Exercise set:
1. Decide whether each statement below agrees with the report on Ronnie Threadgill's execution, answering yes or no and quoting the words of the report that settle it. (a) Threadgill was pronounced dead at 6:39 p.m. CDT. (b) The Supreme Court rejected his appeal the day before his scheduled execution. (c) He had been released on mandatory supervision three months before the fatal carjacking.
2. Carry on the report on Ronnie Threadgill's execution, beginning after its final sentence.

** Exercise passage follows **

He nodded to a female friend standing a few feet away behind a window, then smiled broadly, showing off a mouthful of gold teeth. As the lethal dose of pentobarbital began taking effect, he took several deep breaths, then began snoring loudly. Within a few seconds, the sounds stopped.

He was pronounced dead 25 minutes later, at 6:39 p.m. CDT. It was the third execution in Texas this year.

Attorneys for Ronnie Threadgill, 40, argued his case deserved review because he had deficient legal help during his 2002 capital murder trial when he was sentenced to die for the killing of 17-year-old Dexter McDonald. The appeal argued he would not have received a death sentence if he had better legal representation, and asked his case be returned to a lower court.

The high court’s rejection came in a brief order less than an hour before Threadgill’s scheduled lethal injection.

Threadgill, who was 29 when he stood trial in 2002, had spent much of the previous decade locked up. Court records showed he had felony convictions for cocaine possession and burglary and numerous misdemeanor convictions. Three months before the fatal carjacking, he was released on mandatory supervision, a form of parole.

"All the extraneous facts in the case made him look so damn culpable, the jury found him guilty," Rob Dunn, one of his trial attorneys, recalled last week. "He'd had a long criminal history."

A clinical psychologist testifying for the defense said that Threadgill was chemically dependent and came from a family with a history of substance abuse.

Brandt argued in her Supreme Court appeal that jurors weren't given an accurate picture of Threadgill's abusive and tumultuous childhood. She also said the lawyers who represented Threadgill in the early stages of his appeals failed to properly document the environment in which grew up.

** End of Exercise passage **
** Data records follows **

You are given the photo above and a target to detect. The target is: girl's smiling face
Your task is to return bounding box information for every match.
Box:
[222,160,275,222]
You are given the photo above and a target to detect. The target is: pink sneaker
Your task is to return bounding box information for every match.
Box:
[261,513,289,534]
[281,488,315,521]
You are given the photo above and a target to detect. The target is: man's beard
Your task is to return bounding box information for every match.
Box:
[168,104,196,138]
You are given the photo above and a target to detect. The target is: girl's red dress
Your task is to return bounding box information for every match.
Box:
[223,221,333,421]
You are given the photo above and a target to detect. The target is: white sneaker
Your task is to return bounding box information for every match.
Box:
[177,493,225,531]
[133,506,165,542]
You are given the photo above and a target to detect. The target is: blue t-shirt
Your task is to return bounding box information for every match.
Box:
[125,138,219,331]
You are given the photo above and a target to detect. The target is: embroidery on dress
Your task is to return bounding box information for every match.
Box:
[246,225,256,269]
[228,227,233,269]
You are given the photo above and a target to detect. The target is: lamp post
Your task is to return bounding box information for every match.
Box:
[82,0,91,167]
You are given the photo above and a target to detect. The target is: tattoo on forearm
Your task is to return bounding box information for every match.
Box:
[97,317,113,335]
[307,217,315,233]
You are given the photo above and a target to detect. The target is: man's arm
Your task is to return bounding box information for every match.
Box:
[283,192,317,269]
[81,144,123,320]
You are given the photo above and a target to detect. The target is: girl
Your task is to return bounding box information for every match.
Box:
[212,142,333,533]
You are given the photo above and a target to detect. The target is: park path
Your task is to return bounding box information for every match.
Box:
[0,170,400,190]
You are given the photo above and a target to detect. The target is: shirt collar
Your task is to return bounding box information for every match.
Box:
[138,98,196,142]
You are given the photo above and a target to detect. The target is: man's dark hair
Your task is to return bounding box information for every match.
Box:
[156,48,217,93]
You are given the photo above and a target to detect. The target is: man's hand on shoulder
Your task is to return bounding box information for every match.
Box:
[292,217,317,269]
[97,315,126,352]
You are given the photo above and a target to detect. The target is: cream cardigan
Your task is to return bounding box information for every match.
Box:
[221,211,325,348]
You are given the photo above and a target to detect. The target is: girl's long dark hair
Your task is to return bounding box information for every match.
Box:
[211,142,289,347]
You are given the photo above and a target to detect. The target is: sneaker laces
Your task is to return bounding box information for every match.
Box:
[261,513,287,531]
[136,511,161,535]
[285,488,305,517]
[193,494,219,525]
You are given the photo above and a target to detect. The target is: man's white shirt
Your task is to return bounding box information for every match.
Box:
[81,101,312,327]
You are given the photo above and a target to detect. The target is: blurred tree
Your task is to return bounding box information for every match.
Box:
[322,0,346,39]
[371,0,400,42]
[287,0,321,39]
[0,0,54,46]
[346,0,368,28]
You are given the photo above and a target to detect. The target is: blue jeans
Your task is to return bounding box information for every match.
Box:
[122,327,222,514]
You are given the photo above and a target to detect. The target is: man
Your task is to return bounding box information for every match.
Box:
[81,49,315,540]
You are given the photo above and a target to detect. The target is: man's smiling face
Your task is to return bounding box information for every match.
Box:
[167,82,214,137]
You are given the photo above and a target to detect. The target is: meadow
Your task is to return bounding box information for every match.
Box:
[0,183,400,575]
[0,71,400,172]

** End of Data records **
** Data records follows **

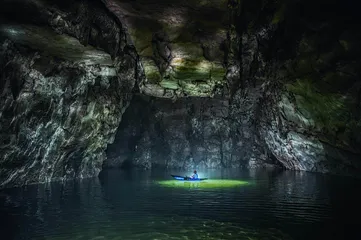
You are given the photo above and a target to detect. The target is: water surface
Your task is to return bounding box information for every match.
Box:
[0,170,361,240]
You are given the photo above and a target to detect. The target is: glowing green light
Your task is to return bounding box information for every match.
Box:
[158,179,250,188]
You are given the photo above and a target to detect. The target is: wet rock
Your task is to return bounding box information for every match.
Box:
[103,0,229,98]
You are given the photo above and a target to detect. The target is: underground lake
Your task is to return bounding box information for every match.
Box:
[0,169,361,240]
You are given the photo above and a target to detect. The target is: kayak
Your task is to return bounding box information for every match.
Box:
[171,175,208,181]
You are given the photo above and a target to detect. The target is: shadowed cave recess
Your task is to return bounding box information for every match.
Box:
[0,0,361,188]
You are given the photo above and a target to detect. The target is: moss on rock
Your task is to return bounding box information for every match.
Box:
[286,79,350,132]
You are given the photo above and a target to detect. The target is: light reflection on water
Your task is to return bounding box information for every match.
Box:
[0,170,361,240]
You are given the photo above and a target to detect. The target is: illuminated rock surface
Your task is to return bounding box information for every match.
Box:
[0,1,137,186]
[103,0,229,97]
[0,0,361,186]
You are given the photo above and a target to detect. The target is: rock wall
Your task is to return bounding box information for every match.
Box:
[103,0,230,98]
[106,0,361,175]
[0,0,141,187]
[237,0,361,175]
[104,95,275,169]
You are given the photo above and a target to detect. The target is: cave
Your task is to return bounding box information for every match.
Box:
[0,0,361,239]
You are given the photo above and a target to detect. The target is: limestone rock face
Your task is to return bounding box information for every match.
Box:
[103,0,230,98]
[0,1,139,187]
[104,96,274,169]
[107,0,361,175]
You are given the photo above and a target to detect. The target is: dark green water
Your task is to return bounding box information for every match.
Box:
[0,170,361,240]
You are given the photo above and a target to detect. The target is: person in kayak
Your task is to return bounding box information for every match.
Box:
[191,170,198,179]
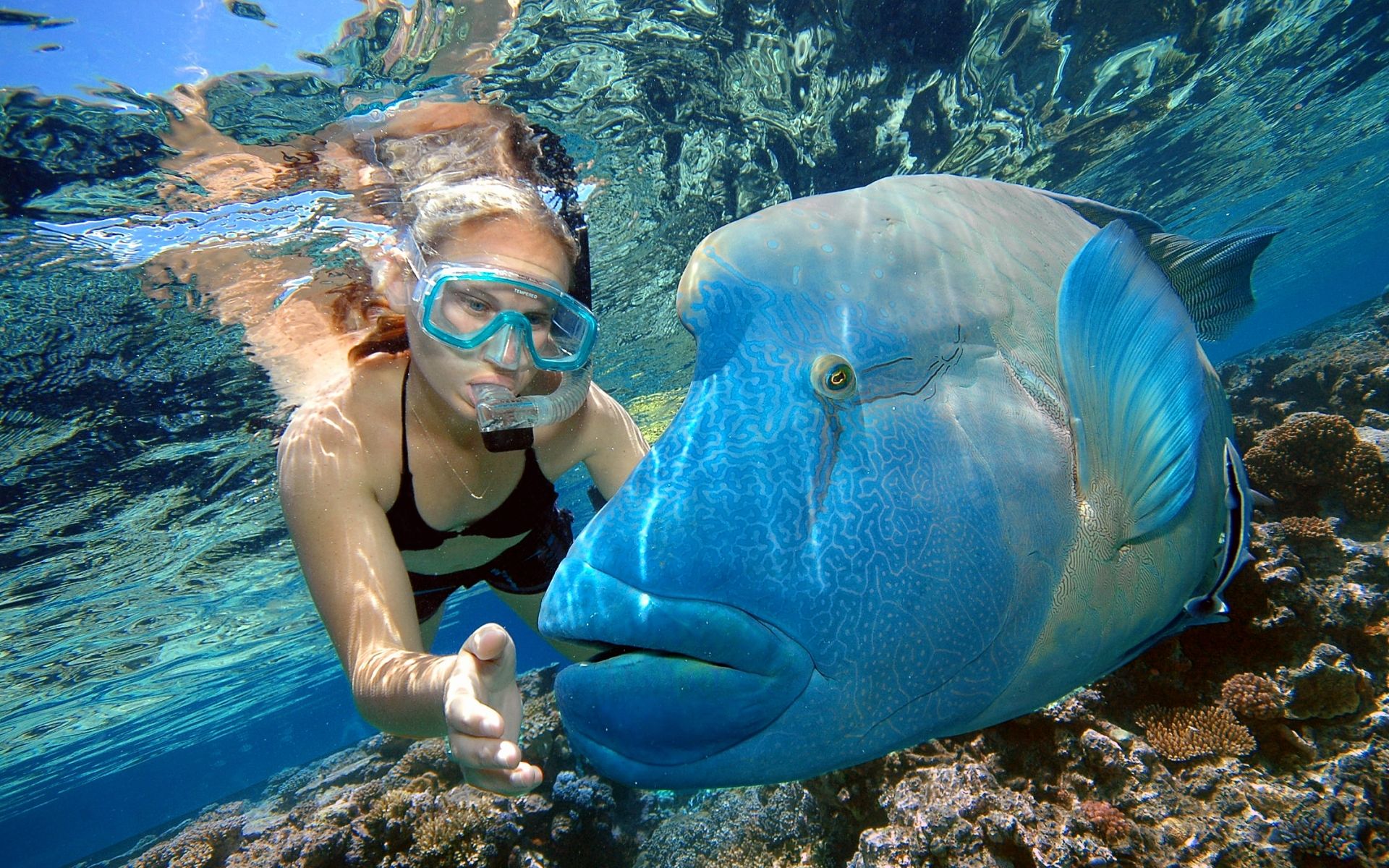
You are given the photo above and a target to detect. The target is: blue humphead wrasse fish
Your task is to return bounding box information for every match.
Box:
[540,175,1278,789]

** End of Data records **
** Data records follows **

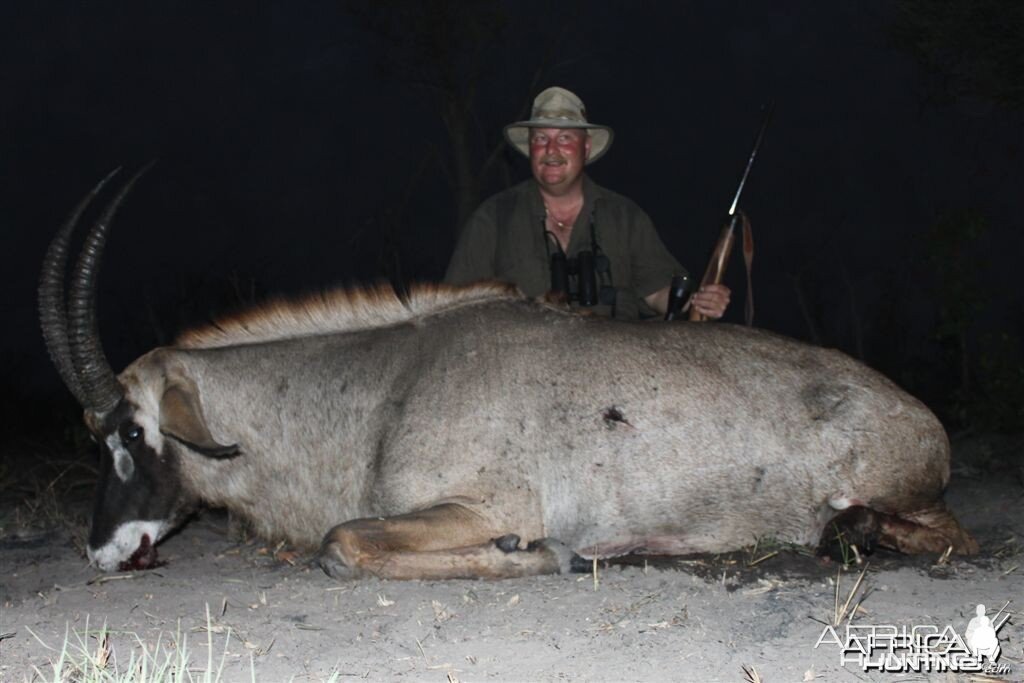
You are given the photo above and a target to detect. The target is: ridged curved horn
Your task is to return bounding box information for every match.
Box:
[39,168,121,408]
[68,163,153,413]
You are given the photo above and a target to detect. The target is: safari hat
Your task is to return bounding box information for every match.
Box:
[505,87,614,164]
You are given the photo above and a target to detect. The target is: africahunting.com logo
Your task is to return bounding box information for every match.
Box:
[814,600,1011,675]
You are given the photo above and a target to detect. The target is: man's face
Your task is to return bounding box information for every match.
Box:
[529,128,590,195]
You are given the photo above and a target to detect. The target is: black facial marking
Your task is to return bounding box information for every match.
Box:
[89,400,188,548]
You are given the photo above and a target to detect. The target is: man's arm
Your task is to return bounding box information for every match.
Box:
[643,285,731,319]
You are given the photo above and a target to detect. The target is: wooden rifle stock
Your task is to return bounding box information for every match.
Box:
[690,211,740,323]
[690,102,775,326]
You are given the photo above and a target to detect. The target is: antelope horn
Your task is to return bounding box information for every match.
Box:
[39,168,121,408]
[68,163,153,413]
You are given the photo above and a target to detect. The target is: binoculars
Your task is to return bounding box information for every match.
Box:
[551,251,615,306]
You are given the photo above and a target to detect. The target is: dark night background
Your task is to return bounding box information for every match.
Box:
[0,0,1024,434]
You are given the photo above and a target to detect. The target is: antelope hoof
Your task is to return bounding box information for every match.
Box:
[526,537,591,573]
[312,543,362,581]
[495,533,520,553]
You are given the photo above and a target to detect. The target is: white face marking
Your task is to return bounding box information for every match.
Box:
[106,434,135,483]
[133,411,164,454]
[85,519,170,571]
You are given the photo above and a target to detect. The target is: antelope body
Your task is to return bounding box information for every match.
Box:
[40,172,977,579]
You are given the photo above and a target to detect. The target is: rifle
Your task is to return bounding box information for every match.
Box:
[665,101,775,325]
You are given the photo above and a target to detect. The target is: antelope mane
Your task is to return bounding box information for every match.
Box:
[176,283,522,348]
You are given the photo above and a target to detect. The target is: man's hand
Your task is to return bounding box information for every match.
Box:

** End of Data records **

Responses to the tasks:
1.
(a) Yes: "He was pronounced dead 25 minutes later, at 6:39 p.m. CDT."
(b) No: "The high court’s rejection came in a brief order less than an hour before Threadgill’s scheduled lethal injection."
(c) Yes: "Three months before the fatal carjacking, he was released on mandatory supervision, a form of parole."

2.
State attorneys told the justices that his legal help throughout had been proper and competent and his appeal was "nothing more than a meritless attempt to postpone his execution," according to Stephen Hoffman, an assistant Texas attorney general.

Witnesses said McDonald was with two friends leaving the club in Mustang in the early morning hours of April 15, 2001. He was in the back seat when a gunman with a scarf covering his face jumped into the car and opened fire. A passenger in the front seat bailed out and the car sped off.

A short distance away, the carjacker pulled the mortally wounded McDonald from the back seat and left him on the ground. The driver skidded into a ditch to end a police chase, then ran on foot toward some tractor trailers at a service station.

That's where officers found Threadgill under the truck. A bandana identified as his was stuffed under the truck trailer frame. Besides blood evidence, investigators found Threadgill's fingerprints on a door of the hijacked vehicle.

At least 10 other Texas prisoners have executions scheduled in the coming months, including one set to die next week.

Threadgill becomes the 3rd condemned inmate to be put to death this year in Texas and the 495th overall since the state resumed capital punishment on December 7, 1982.

Threadgill becomes the 256th condemned inmate to be put to death in Texas since Rick Perry became governor in 2001.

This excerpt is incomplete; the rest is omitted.